→ **Texto fornecido**:
Oceanos ganham força e reforçam o seu papel na luta climática, na COP30
(Créditos fotográficos: Kammeran Gonzalez-Keola – pexels.com)
A 18 de novembro, o Instituto Português do Mar e da Atmosfera (IPMA) apresentou, pela primeira vez, a nível internacional, o trabalho feito com o desenvolvimento da Conta dos Serviços dos Ecossistemas Marinhos (ou Conta Satélite do Mar), relativo ao espaço marítimo nacional, realizado no último ano, que contou com a participação de várias instituições e de investigadores nacionais, em estreita articulação com o Instituto Nacional de Estatística (INE), em torno do grande objetivo “Reconhecer e Valorizar o Capital Natural do Mar Português”.

O evento ocorreu no Pavilhão do Oceano, de que o IPMA é coorganizador, instalado no espaço da Cimeira das Nações Unidas sobre o Clima (COP30), a decorrer em Belém do Pará, no Brasil. O evento contou com a presença do secretário de Estado das Pescas e do Mar, Salvador Malheiro, que abriu a sessão, em que participaram Conceição Santos coordenadora do Núcleo de Planeamento e Apoio ao Conselho Diretivo do IPMA (NPACD/IPMA), que apresentou o estudo, Giovanna Valverde Conselheira Especial para as alterações Climáticas do Governo da Costa Rica, Marine Lecert da Ocean & Climate Platform e Victoria Paz diretora financeira da Iniciativa Mangrove Breakthrough. A sessão foi moderada por Kiliparti Ramakrishna responsável das relações exteriores do Woods Hole Institute.

[Dados de anotação por pontos]
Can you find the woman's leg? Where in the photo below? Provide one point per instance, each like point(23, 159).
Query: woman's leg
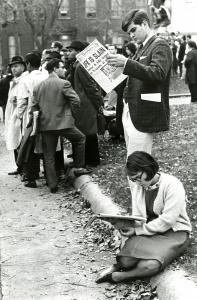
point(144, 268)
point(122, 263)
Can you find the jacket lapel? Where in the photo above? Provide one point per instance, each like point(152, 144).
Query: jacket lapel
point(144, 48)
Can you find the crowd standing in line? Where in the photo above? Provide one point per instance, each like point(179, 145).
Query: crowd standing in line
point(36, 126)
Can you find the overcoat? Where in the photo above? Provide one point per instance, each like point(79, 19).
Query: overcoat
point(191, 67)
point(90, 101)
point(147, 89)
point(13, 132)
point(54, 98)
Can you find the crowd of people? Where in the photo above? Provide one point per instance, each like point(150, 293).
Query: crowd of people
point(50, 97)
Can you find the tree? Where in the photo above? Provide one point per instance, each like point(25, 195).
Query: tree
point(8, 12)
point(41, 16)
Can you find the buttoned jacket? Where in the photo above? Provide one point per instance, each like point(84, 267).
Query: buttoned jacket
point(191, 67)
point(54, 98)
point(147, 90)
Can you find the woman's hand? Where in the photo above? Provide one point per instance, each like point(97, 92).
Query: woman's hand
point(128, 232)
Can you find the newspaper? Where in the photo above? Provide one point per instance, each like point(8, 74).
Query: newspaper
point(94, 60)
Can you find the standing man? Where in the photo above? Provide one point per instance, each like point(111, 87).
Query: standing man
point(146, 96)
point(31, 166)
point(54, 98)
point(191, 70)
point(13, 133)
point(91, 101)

---

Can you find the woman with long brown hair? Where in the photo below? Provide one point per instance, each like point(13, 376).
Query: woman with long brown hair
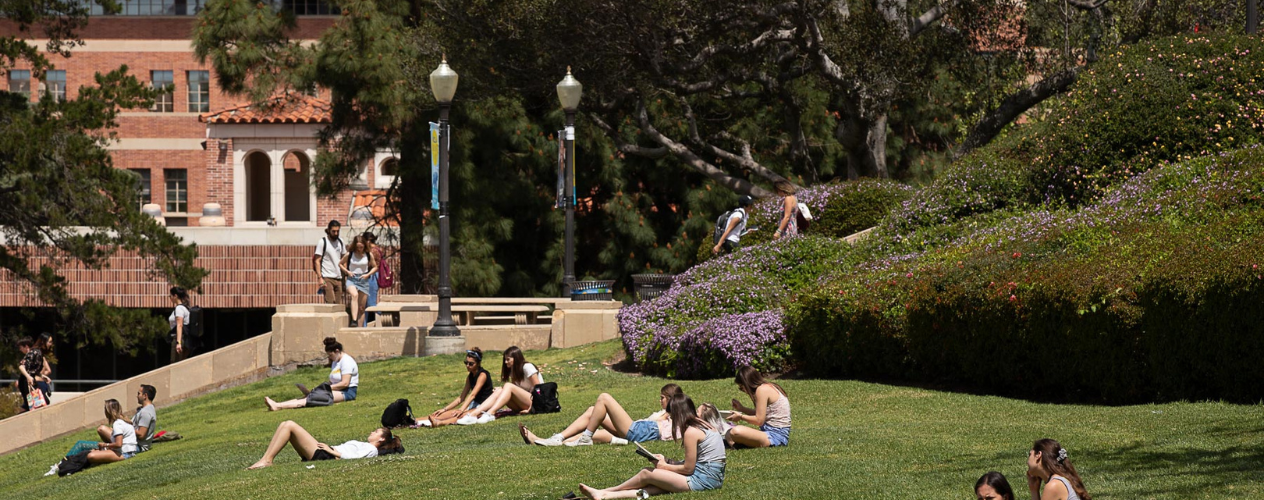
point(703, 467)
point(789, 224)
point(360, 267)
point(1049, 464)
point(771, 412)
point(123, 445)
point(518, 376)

→ **Tarefa proposta**: No texto sobre os oceanos na COP30, quem moderou a sessão realizada no Pavilhão do Oceano?

→ **Resposta**: A sessão foi moderada por Kiliparti Ramakrishna, responsável das relações exteriores do Woods Hole Institute.